» Extracted records:
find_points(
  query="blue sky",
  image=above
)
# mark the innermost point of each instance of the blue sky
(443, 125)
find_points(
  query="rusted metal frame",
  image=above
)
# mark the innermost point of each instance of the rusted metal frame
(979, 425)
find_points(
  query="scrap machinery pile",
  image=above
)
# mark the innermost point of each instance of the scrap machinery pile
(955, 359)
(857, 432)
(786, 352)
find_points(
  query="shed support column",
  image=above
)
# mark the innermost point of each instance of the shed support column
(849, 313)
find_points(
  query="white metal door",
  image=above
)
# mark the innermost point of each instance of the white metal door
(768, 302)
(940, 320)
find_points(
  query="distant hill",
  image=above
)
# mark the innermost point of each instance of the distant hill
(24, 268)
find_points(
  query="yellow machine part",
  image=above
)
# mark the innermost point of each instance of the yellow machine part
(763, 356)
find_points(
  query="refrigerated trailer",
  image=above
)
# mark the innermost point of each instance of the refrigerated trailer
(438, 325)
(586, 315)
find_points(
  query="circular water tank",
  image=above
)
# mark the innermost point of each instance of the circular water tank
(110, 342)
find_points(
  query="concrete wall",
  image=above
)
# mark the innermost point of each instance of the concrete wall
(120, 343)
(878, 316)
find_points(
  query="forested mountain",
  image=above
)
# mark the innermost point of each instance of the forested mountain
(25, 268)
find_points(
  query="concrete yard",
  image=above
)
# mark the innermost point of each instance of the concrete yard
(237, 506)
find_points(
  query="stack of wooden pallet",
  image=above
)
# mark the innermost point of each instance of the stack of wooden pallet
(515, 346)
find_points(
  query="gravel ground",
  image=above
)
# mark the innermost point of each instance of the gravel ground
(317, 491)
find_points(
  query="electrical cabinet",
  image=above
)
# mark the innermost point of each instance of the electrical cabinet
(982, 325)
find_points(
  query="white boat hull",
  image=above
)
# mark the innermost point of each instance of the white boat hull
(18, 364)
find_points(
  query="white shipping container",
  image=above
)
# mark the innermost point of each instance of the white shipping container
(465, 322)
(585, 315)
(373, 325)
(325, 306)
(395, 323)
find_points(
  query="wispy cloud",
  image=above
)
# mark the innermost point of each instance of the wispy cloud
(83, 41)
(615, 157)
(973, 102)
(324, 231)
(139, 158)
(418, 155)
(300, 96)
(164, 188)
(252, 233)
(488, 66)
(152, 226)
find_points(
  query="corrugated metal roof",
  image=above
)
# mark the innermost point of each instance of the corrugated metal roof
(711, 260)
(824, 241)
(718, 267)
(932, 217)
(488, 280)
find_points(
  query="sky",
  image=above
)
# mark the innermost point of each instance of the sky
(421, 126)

» Work required:
How many lines in the records above contain the string "ground", matching case exactly? Reply with only the number.

» Complete answer:
2